(Stored items from a collection)
* * *
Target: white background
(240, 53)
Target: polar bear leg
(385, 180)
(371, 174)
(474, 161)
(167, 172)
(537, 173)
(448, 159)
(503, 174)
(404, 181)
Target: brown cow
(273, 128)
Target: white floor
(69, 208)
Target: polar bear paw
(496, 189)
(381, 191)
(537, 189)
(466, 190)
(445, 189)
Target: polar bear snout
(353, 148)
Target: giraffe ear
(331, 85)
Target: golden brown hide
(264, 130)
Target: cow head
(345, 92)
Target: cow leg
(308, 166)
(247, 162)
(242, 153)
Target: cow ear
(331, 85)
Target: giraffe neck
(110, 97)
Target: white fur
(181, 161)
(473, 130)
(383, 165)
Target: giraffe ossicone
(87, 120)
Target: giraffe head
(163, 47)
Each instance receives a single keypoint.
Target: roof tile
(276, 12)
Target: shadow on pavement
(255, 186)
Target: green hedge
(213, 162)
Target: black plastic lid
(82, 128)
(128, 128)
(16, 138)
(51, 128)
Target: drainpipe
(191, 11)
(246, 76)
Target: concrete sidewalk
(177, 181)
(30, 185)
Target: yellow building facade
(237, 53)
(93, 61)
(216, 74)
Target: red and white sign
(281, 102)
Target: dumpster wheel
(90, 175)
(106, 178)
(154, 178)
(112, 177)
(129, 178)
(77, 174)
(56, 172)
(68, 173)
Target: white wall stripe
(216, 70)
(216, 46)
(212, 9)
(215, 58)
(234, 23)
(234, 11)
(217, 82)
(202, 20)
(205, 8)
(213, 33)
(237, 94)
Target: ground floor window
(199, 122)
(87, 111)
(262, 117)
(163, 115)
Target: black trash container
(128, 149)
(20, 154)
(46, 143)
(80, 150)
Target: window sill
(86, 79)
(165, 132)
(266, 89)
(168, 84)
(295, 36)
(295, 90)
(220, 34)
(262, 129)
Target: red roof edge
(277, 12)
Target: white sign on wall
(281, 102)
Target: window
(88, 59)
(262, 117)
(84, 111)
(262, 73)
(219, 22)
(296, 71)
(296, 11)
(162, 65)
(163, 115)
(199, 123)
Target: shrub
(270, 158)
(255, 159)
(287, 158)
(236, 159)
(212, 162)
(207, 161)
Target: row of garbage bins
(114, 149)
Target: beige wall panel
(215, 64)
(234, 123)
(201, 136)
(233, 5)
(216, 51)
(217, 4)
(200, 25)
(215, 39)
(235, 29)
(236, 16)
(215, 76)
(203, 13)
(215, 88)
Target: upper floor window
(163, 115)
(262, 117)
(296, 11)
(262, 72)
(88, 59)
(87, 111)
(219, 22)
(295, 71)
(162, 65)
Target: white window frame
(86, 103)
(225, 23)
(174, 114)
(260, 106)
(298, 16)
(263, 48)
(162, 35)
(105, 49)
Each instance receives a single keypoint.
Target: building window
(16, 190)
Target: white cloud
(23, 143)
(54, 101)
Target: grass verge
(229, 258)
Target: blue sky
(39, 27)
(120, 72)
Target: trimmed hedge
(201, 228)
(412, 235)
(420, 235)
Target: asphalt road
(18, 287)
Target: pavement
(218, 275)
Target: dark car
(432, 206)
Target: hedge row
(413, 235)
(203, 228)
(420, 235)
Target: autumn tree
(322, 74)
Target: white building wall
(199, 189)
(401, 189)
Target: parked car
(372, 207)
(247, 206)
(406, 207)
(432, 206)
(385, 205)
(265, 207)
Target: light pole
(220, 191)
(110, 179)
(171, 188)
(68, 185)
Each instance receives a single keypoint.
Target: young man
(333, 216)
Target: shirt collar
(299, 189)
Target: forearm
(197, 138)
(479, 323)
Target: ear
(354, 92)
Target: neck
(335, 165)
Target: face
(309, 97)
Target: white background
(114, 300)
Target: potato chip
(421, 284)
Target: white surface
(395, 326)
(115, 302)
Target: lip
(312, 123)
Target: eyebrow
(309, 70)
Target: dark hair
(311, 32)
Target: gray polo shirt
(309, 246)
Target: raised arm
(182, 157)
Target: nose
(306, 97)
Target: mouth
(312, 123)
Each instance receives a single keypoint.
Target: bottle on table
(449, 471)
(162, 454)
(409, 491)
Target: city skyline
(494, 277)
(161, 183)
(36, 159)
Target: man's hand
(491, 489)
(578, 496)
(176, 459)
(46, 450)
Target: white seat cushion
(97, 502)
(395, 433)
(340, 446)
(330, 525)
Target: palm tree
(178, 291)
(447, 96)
* * *
Copy out these lines word for word, covering all of the material above.

Target: white background
(240, 53)
Target: polar bear leg
(385, 180)
(371, 174)
(474, 161)
(167, 172)
(537, 173)
(448, 159)
(503, 174)
(404, 181)
Target: brown cow
(273, 128)
Target: white floor
(69, 208)
Target: polar bear paw
(496, 189)
(381, 191)
(537, 189)
(466, 190)
(445, 189)
Target: polar bear snout
(353, 148)
Target: giraffe ear
(331, 85)
Target: golden brown hide
(264, 130)
Target: cow head
(345, 92)
Target: cow leg
(308, 166)
(247, 162)
(242, 153)
Target: cow ear
(331, 85)
Target: giraffe neck
(110, 97)
Target: white fur
(181, 161)
(473, 130)
(383, 165)
Target: giraffe ossicone
(87, 120)
Target: giraffe head
(163, 47)
Each instance receives a single keypoint.
Target: roof tile
(276, 12)
Target: shadow on pavement
(255, 186)
Target: green hedge
(213, 162)
Target: black plastic lid
(82, 128)
(128, 128)
(16, 138)
(51, 128)
Target: drainpipe
(191, 11)
(246, 76)
Target: concrete sidewalk
(177, 181)
(30, 185)
Target: yellow building facade
(237, 53)
(93, 61)
(216, 74)
Target: red and white sign
(281, 102)
Target: dumpster wheel
(90, 175)
(106, 178)
(154, 178)
(112, 177)
(129, 178)
(77, 174)
(56, 172)
(68, 173)
Target: white wall stripe
(216, 70)
(216, 46)
(212, 9)
(215, 58)
(234, 23)
(234, 11)
(217, 82)
(202, 20)
(205, 8)
(213, 33)
(237, 94)
Target: ground floor window
(199, 122)
(87, 111)
(262, 117)
(163, 115)
Target: black trash container
(128, 149)
(20, 154)
(46, 143)
(80, 150)
Target: window sill
(86, 79)
(165, 132)
(266, 89)
(168, 84)
(295, 36)
(295, 90)
(220, 34)
(262, 129)
Target: red roof edge
(277, 12)
Target: white sign on wall
(281, 102)
Target: window
(88, 59)
(262, 117)
(84, 111)
(262, 73)
(219, 22)
(296, 71)
(296, 11)
(162, 65)
(163, 115)
(199, 123)
Target: shrub
(270, 158)
(255, 159)
(287, 158)
(236, 159)
(212, 162)
(207, 161)
Target: row of garbage bins
(114, 149)
Target: beige wall panel
(215, 64)
(234, 123)
(201, 136)
(233, 5)
(216, 51)
(217, 4)
(200, 25)
(215, 39)
(235, 29)
(236, 16)
(215, 76)
(203, 13)
(215, 88)
Target: upper floor window
(163, 115)
(262, 117)
(296, 11)
(262, 72)
(88, 59)
(87, 111)
(219, 22)
(295, 71)
(162, 65)
Target: white window frame
(86, 103)
(225, 23)
(174, 114)
(260, 106)
(298, 16)
(263, 48)
(162, 35)
(105, 49)
Each instance receives a single keypoint.
Target: building window
(16, 190)
Target: white cloud
(23, 143)
(54, 101)
Target: grass verge
(229, 258)
Target: blue sky
(39, 27)
(120, 72)
Target: trimmed hedge
(201, 228)
(412, 235)
(420, 235)
Target: asphalt road
(18, 287)
Target: pavement
(218, 275)
Target: dark car
(432, 206)
Target: hedge row
(413, 235)
(203, 228)
(420, 235)
Target: autumn tree
(322, 74)
Target: white building wall
(199, 189)
(401, 189)
Target: parked car
(372, 207)
(247, 206)
(406, 207)
(432, 206)
(385, 205)
(265, 207)
Target: light pole
(220, 191)
(110, 179)
(171, 188)
(68, 185)
Each instance receives a single keypoint.
Target: young man
(333, 216)
Target: shirt collar
(299, 189)
Target: forearm
(197, 138)
(479, 323)
Target: ear
(354, 92)
Target: neck
(335, 165)
Target: face
(309, 97)
Target: white background
(114, 300)
Target: potato chip
(421, 284)
Target: white surface
(395, 326)
(115, 302)
Target: lip
(312, 123)
Target: eyebrow
(309, 70)
Target: dark hair
(311, 32)
Target: gray polo shirt
(309, 246)
Target: raised arm
(182, 157)
Target: nose
(306, 97)
Target: mouth
(312, 123)
Each instance receives a single keypoint.
Target: bottle on table
(449, 471)
(162, 454)
(409, 491)
Target: city skyline
(494, 277)
(161, 183)
(36, 159)
Target: man's hand
(491, 489)
(578, 496)
(176, 459)
(46, 450)
Target: white seat cushion
(97, 502)
(395, 433)
(340, 446)
(330, 525)
Target: palm tree
(178, 291)
(447, 96)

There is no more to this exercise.